(EXTRACT PROVIDED)
※ ※ ※

Iteration Layer

Convert Website to Markdown for RAG

Extract clean title, summary, markdown sections, and source metadata from a public documentation page for RAG ingestion.

No credit card required — start with free trial credits

Who this is for

AI teams use this recipe to prepare public documentation pages for RAG ingestion. Extract a clean title, summary, markdown sections, canonical URL, and update metadata before indexing.

Request
curl -X POST https://api.iterationlayer.com/website-extraction/v1/extract \
  -H "Authorization: Bearer YOUR_API_KEY" \
  -H "Content-Type: application/json" \
  -d '{
    "file": {
      "type": "url",
      "url": "https://example.com/docs/api-reference"
    },
    "schema": {
        "fields": [
            {
                "name": "page_title",
                "type": "TEXT",
                "description": "Documentation page title"
            },
            {
                "name": "canonical_url",
                "type": "TEXT",
                "description": "Canonical URL for the page"
            },
            {
                "name": "summary",
                "type": "TEXTAREA",
                "description": "Short page summary"

※ ※ ※

(STORED RECORDS)
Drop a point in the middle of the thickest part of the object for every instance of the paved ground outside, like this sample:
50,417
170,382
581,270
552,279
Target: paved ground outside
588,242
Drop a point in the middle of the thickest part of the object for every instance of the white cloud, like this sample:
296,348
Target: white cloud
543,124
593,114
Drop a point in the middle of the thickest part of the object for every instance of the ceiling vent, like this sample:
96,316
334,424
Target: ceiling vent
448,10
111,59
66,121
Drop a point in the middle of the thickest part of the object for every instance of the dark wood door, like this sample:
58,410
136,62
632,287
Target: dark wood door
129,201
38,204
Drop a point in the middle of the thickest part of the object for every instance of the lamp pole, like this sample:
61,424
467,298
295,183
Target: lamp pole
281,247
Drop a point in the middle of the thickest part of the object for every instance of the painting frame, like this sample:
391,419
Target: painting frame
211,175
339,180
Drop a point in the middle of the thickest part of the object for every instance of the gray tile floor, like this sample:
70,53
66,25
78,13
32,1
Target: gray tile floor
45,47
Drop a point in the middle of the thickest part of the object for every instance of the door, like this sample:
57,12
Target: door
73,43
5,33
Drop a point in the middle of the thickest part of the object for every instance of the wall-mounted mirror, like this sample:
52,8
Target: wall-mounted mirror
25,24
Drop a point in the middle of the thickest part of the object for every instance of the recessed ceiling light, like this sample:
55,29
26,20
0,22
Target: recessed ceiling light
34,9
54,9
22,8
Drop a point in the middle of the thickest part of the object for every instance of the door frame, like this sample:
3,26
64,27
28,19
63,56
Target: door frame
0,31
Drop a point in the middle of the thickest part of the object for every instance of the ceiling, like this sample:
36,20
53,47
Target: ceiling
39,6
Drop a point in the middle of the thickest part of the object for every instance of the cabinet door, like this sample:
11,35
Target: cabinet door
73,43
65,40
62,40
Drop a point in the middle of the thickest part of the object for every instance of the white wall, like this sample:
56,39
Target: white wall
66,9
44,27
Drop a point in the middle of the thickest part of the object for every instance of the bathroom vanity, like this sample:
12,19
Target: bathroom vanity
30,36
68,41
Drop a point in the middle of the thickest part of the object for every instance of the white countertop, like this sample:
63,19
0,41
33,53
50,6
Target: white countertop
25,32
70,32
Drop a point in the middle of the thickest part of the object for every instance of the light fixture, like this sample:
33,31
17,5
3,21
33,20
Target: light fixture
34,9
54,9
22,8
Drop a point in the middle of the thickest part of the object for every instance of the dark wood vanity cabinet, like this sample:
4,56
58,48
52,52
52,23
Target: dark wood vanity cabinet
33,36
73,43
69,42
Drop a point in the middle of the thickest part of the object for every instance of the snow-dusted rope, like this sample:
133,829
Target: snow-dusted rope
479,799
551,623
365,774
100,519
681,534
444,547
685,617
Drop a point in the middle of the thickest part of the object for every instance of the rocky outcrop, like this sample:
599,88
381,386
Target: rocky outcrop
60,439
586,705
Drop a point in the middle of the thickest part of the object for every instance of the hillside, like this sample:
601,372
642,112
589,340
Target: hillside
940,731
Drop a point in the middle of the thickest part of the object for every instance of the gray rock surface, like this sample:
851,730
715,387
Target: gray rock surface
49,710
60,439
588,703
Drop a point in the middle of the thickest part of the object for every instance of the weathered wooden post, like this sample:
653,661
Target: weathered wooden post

※ ※ ※

(TASK REQUIREMENTS)
A: Count the lines in the rows that contain the string "cabinet", treating uppercase and lowercase as different, and give only the number.
B: Carry on the Markdown conversion page from the point where it stops.
The Markdown conversion page and the rows are separate, unrelated material.

(ANSWERS IN ORDER)
A: 4

B:
            },
            {
                "name": "sections",
                "type": "ARRAY",
                "description": "Clean markdown sections from the page",
                "fields": [
                    {
                        "name": "heading",
                        "type": "TEXT",
                        "description": "Section heading"
                    },
                    {
                        "name": "markdown",
                        "type": "TEXTAREA",
                        "description": "Section content as markdown"
                    }
                ]
            },
            {
                "name": "last_updated",
                "type": "DATE",
                "description": "Last updated date if shown"
            }
        ]
    }
}'
Response
{
  "success": true,
  "data": {
    "page_title": {
      "type": "TEXT",
      "value": "API Reference",
      "confidence": 0.98,
      "citations": [
        "API Reference"
      ],
      "source": "website.html"
    },
    "summary": {
      "type": "TEXTAREA",
      "value": "Reference documentation for authentication, requests, responses, and errors.",
      "confidence": 0.91,
      "citations": [
        "Authentication, requests, responses, and errors"
      ],
      "source": "website.html"
    },
    "sections": {
      "type": "ARRAY",
      "value": [
        {
          "heading": "Authentication",
          "markdown": "Use a bearer token in the Authorization header."
        }
      ],
      "confidence": 0.88,
      "citations": [
        "## Authentication"
      ],
      "source": "website.html"
    }
  }
}
Request
import { IterationLayer } from "iterationlayer";
const client = new IterationLayer({ apiKey: "YOUR_API_KEY" });

const result = await client.extractWebsite({
  file: {
    type: "url",
    url: "https://example.com/docs/api-reference",
  },
  schema: {
    "fields": [
      {
        "name": "page_title",
        "type": "TEXT",
        "description": "Documentation page title"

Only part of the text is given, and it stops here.